▶ _SOURCE EXCERPT_:
ClassCastException: org.apache.spark.sql.catalyst.expressions.GenericRowWithSchema cannot be cast-CodePudding

I am using an Aggregator to apply some custom merge on a DataFrame after grouping its records by their primary key:

case class Player(
  pk: String, 
  ts: String, 
  first_name: String, 
  date_of_birth: String
)

case class PlayerProcessed(
  var ts: String, 
  var first_name: String, 
  var date_of_birth: String
)

// Cutomer Aggregator -This just for the example, actual one is more complex
object BatchDedupe extends Aggregator[Player, PlayerProcessed, PlayerProcessed] {

  def zero: PlayerProcessed = PlayerProcessed("0", null, null)

  def reduce(bf: PlayerProcessed, in : Player): PlayerProcessed = {
    bf.ts = in.ts
    bf.first_name = in.first_name
    bf.date_of_birth = in.date_of_birth
    bf
  }

  def merge(bf1: PlayerProcessed, bf2: PlayerProcessed): PlayerProcessed = {
    bf1.ts = bf2.ts
    bf1.first_name = bf2.first_name
    bf1.date_of_birth = bf2.date_of_birth
    bf1
  }

  def finish(reduction: PlayerProcessed): PlayerProcessed = reduction
  def bufferEncoder: Encoder[PlayerProcessed] = Encoders.product
  def outputEncoder: Encoder[PlayerProcessed] = Encoders.product
}


val ply1 = Player("12121212121212", "10000001", "Rogger", "1980-01-02")
val ply2 = Player("12121212121212", "10000002", "Rogg", null)
val ply3 = Player("12121212121212", "10000004", null, "1985-01-02")
val ply4 = Player("12121212121212", "10000003", "Roggelio", "1982-01-02")

val seq_users = sc.parallelize(Seq(ply1, ply2, ply3, ply4)).toDF.as[Player]

val grouped = seq_users.groupByKey(_.pk)

val non_sorted = grouped.agg(BatchDedupe.toColumn.name("deduped"))
non_sorted.show(false)

This returns:

 -------------- -------------------------------- 
|key           |deduped                         |
 -------------- -------------------------------- 
|12121212121212|{10000003, Roggelio, 1982-01-02}|
 -------------- --------------------------------

Now, I would like to order the records based on ts before aggregating them. From here I understand that .sortBy("ts") do not guarantee the order after the .groupByKey(_.pk). So I was trying to apply the .sortBy between the .groupByKey and the .agg

The output of the .groupByKey(_.pk) is a KeyValueGroupedDataset[String,Player], being the second element an Iterator. So to apply some sorting logic there I convert it into a Seq:

val sorted = grouped.mapGroups{case(k, iter) => (k, iter.toSeq.sortBy(_.ts))}.agg(BatchDedupe.toColumn.name("deduped"))

▶ _MATERIAL_:
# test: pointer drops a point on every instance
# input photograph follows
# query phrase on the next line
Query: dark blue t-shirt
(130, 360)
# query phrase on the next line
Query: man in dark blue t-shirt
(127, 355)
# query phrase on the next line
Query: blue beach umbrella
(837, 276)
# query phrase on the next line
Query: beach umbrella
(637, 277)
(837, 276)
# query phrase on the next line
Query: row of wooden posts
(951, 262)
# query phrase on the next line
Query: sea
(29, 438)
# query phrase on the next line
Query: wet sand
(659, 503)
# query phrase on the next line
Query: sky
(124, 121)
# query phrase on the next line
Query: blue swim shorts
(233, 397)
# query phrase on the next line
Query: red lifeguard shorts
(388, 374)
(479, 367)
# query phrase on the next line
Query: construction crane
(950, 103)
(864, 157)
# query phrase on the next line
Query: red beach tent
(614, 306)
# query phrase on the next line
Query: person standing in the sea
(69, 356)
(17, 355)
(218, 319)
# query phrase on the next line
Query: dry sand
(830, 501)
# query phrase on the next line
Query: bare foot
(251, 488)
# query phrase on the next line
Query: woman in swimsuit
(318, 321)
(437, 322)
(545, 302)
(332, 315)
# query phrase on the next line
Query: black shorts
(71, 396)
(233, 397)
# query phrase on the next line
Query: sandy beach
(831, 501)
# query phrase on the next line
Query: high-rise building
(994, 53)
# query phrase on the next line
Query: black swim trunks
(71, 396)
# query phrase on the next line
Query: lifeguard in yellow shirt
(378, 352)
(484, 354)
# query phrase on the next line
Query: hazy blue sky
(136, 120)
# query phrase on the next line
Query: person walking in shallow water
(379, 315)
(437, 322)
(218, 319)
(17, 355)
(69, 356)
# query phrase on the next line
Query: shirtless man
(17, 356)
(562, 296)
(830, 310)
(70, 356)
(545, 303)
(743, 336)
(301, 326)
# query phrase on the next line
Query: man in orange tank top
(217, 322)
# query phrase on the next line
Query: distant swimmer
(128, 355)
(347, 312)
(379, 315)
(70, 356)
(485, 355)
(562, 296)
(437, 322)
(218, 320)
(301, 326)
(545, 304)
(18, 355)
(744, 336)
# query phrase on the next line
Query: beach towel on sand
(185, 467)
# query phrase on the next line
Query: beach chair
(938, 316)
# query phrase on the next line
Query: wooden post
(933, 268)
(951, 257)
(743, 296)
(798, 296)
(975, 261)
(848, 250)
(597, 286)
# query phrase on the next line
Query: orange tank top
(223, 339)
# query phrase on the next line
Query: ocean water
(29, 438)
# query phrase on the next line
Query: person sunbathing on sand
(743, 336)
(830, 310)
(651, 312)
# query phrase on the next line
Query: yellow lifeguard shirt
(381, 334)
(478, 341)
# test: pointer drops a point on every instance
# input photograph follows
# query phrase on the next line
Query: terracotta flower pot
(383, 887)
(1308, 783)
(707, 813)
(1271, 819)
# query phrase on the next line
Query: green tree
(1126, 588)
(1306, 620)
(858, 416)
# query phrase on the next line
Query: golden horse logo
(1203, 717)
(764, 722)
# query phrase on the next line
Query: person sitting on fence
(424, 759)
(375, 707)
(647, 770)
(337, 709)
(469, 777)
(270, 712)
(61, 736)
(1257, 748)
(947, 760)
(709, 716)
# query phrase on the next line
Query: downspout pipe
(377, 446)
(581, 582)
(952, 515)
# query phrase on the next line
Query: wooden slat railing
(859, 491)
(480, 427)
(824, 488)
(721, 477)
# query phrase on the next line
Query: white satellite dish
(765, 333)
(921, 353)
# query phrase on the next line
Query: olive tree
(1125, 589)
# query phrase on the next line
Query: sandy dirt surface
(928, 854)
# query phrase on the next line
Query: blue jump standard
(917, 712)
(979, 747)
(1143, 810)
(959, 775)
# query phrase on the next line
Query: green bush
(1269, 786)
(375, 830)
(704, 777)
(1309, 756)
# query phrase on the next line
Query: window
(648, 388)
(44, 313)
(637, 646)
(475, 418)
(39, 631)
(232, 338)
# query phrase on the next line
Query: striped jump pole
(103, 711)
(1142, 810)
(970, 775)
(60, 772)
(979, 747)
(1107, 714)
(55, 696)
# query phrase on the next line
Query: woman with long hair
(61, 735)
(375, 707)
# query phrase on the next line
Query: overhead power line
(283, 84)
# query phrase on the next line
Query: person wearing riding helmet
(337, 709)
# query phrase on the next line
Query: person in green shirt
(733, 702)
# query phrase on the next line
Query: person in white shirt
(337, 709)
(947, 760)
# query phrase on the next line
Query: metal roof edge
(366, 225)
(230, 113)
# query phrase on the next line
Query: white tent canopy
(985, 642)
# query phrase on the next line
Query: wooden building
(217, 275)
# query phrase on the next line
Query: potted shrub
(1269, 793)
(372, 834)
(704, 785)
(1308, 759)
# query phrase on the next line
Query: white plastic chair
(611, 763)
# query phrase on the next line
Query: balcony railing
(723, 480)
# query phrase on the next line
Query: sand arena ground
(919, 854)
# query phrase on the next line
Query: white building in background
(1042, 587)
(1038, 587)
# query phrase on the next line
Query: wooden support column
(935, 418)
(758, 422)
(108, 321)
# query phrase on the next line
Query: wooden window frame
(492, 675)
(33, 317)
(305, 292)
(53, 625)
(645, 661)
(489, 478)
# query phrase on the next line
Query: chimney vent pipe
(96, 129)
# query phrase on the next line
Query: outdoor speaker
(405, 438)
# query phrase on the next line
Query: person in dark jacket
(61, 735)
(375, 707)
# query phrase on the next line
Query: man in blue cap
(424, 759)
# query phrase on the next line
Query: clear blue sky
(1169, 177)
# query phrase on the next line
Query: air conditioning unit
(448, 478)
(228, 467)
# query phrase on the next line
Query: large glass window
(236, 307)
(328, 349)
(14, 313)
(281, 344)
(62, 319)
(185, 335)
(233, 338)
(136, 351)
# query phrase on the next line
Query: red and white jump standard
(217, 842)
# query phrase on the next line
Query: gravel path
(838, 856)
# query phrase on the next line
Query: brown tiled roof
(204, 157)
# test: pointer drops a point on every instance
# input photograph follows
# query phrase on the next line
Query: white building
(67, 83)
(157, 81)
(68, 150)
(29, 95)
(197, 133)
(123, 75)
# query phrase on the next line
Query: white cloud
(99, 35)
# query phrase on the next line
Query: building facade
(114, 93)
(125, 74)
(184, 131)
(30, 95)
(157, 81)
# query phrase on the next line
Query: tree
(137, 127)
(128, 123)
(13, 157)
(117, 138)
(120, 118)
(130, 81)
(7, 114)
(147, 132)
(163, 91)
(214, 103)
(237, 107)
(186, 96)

▶ _WHAT THIS TASK INVOLVES_:
In the Spark aggregator post, what type does `.groupByKey(_.pk)` output?

▶ _TASK RESULT_:
KeyValueGroupedDataset[String,Player]